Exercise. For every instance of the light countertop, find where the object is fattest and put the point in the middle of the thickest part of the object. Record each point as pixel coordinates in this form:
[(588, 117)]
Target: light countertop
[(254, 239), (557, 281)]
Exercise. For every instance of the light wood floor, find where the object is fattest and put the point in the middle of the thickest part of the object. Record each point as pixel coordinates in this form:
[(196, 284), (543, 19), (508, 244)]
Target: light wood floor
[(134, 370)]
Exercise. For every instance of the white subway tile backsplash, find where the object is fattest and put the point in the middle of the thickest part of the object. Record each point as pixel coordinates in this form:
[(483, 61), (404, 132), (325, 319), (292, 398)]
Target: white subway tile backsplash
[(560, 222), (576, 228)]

GOAL: Return each line of the records above exactly as it reads.

OUTPUT FOR THIS EXERCISE:
Exercise. For every instance of the light countertop, find where the object is fattest and put the point in the middle of the thickest part of the object. Record each point as pixel coordinates in this form:
[(588, 117)]
Target: light countertop
[(254, 239), (557, 281)]
Exercise. For every instance of the light wood floor, find where the object is fattest and put the point in the middle of the thickest part of the object. Record each point as pixel coordinates in this form:
[(196, 284), (543, 19), (508, 244)]
Target: light wood floor
[(134, 370)]
Exercise. For every instance of the white subway tile backsplash, find where the object is fattest and put the point in the middle of the thickest part of the object. Record each point as pixel coordinates in this form:
[(483, 61), (404, 132), (325, 319), (292, 398)]
Target: white subway tile backsplash
[(560, 222), (576, 228)]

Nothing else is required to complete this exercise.